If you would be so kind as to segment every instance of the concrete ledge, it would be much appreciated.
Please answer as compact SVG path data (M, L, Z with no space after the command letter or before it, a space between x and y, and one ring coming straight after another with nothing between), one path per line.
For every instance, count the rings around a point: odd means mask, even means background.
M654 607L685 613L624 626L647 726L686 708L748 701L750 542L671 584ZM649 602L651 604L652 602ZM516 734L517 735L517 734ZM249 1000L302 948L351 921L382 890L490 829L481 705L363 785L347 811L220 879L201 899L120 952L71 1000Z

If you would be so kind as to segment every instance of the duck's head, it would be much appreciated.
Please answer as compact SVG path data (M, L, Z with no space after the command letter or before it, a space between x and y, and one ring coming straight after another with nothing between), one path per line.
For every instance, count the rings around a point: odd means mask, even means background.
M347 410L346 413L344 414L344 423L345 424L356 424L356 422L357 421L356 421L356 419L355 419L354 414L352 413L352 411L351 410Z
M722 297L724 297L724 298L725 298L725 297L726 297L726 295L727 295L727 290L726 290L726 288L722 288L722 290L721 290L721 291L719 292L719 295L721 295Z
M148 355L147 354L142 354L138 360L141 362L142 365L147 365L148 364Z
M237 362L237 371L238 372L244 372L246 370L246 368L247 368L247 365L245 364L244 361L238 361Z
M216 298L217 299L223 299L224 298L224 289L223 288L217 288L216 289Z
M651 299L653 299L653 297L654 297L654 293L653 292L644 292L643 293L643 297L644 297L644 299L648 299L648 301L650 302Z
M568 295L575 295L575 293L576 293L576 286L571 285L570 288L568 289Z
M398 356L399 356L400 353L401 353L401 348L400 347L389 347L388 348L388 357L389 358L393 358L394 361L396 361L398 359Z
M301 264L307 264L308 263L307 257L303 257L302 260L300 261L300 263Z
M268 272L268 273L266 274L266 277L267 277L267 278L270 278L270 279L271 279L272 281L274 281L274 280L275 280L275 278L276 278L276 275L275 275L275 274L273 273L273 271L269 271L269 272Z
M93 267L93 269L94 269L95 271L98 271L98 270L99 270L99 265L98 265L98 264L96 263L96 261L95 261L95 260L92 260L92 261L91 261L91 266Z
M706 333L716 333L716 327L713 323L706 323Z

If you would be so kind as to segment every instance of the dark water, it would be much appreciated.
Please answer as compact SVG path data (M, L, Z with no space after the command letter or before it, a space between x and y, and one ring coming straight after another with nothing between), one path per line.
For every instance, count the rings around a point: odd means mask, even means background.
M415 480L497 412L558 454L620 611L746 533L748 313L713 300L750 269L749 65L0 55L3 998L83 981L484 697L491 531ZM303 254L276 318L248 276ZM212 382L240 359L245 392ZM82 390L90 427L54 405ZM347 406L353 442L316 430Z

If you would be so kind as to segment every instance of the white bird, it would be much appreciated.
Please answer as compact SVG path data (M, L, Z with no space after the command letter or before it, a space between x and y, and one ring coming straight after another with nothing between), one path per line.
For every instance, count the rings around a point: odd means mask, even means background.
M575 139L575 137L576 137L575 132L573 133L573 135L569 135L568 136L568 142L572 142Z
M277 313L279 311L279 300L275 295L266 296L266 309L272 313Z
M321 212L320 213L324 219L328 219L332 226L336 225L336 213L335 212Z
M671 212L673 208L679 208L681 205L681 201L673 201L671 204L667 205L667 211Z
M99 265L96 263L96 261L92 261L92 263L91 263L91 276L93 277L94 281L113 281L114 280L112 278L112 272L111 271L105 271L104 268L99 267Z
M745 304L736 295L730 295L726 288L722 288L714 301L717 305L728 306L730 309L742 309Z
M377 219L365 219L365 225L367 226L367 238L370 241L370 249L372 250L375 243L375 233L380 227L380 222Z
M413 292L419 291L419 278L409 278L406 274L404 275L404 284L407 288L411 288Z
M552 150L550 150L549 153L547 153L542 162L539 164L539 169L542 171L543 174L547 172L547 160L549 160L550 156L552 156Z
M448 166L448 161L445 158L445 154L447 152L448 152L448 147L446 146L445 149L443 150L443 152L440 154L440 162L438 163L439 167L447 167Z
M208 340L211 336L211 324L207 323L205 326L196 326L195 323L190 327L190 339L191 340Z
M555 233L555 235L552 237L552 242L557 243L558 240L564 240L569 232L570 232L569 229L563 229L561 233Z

---

Retype the data in full, precisely as given.

# SOLUTION FOR THIS TASK
If you would be so kind as to segment every instance of the concrete ledge, it would be much appreciated.
Please answer as compact SVG path data (M, L, Z with no space after the command letter or before it, a space between x and y, and one ring coming straight after another with nothing between), one path per line.
For every instance, count the rings around a point: odd means mask, even means background.
M654 607L685 613L624 626L647 726L686 708L748 701L750 542L671 584ZM649 602L651 604L652 602ZM516 734L517 735L517 734ZM249 1000L302 948L351 921L382 890L490 829L481 705L363 785L347 811L220 879L201 899L120 952L71 1000Z

If you would be so kind as to segment every instance of the duck's head, it would be much appreciated.
Please answer as compact SVG path data (M, L, Z with no space after the command letter or before it, a space between x and y, and one ring coming straight after another with nothing between), one path per line.
For every instance, count the rings around a point: odd means mask, even means background.
M347 410L346 413L344 414L344 423L345 424L356 424L356 422L357 421L356 421L356 419L355 419L354 414L352 413L352 411L351 410Z
M722 297L724 297L724 298L725 298L725 297L726 297L726 295L727 295L727 290L726 290L726 288L722 288L722 290L721 290L721 291L719 292L719 295L721 295Z
M148 355L147 354L142 354L138 360L141 362L142 365L147 365L148 364Z
M237 362L237 371L238 372L244 372L246 370L246 368L247 368L247 365L245 364L244 361L238 361Z
M216 298L217 299L223 299L224 298L224 289L223 288L217 288L216 289Z
M651 299L653 299L653 297L654 297L654 293L653 292L644 292L643 293L643 297L644 297L644 299L648 299L648 301L650 302Z
M568 295L575 295L575 293L576 293L576 286L571 285L570 288L568 289Z
M398 356L399 356L400 353L401 353L401 348L400 347L389 347L388 348L388 357L389 358L393 358L394 361L396 361L398 359Z
M301 264L307 264L308 263L307 257L303 257L302 260L300 261L300 263Z
M268 272L268 273L266 274L266 277L267 277L267 278L270 278L270 279L271 279L272 281L274 281L274 280L275 280L275 278L276 278L276 275L275 275L275 274L273 273L273 271L269 271L269 272Z
M93 267L93 269L94 269L95 271L98 271L98 270L99 270L99 265L98 265L98 264L96 263L96 261L95 261L95 260L92 260L92 261L91 261L91 266Z
M706 333L716 333L716 327L713 323L706 323Z

If you would be so kind as to segment every instance of the dark water, it would be much appreciated.
Please answer as compact SVG path data (M, L, Z with no space after the command letter or before it, a space between x and y, and one ring coming straight after another with nothing between), one path per line.
For every instance, count the rings around a point: odd means mask, even means background.
M415 480L497 412L558 454L620 611L746 533L748 313L713 300L750 269L749 65L0 55L3 998L83 981L484 697L491 531ZM303 254L276 318L248 276ZM212 382L240 359L245 392ZM82 390L90 427L54 405ZM347 406L353 442L316 430Z

If you would be so kind as to segment every instance of the white bird, it would be much appreciated.
Please answer as compact SVG path data (M, L, Z with no space after the command letter or before it, a space between x and y, and one ring coming straight after another with nothing between), one path per line.
For every instance, count the rings around a point: odd means mask, even means background.
M575 139L575 137L576 137L575 132L573 133L573 135L569 135L568 136L568 142L572 142Z
M277 313L279 311L279 300L275 295L266 296L266 309L272 313Z
M321 212L320 213L324 219L328 219L332 226L336 225L336 213L335 212Z
M671 212L673 208L679 208L681 205L681 201L673 201L671 204L667 205L667 211Z
M99 265L96 263L96 261L92 261L92 263L91 263L91 276L93 277L94 281L113 281L114 280L112 278L112 272L111 271L105 271L104 268L99 267Z
M745 304L736 295L730 295L726 288L722 288L714 301L717 305L728 306L730 309L742 309Z
M377 219L365 219L365 225L367 226L367 238L370 241L370 249L372 250L375 243L375 233L380 227L380 222Z
M413 292L419 291L419 278L409 278L406 274L404 275L404 284L407 288L411 288Z
M552 150L550 150L549 153L547 153L542 162L539 164L539 169L542 171L543 174L547 172L547 160L549 160L550 156L552 156Z
M448 166L448 161L445 158L445 154L447 152L448 152L448 147L446 146L445 149L443 150L443 152L440 154L440 162L438 163L439 167L447 167Z
M208 340L211 336L211 324L207 323L205 326L196 326L195 323L190 327L190 339L191 340Z
M555 233L555 235L552 237L552 242L557 243L558 240L564 240L569 232L570 232L569 229L563 229L561 233Z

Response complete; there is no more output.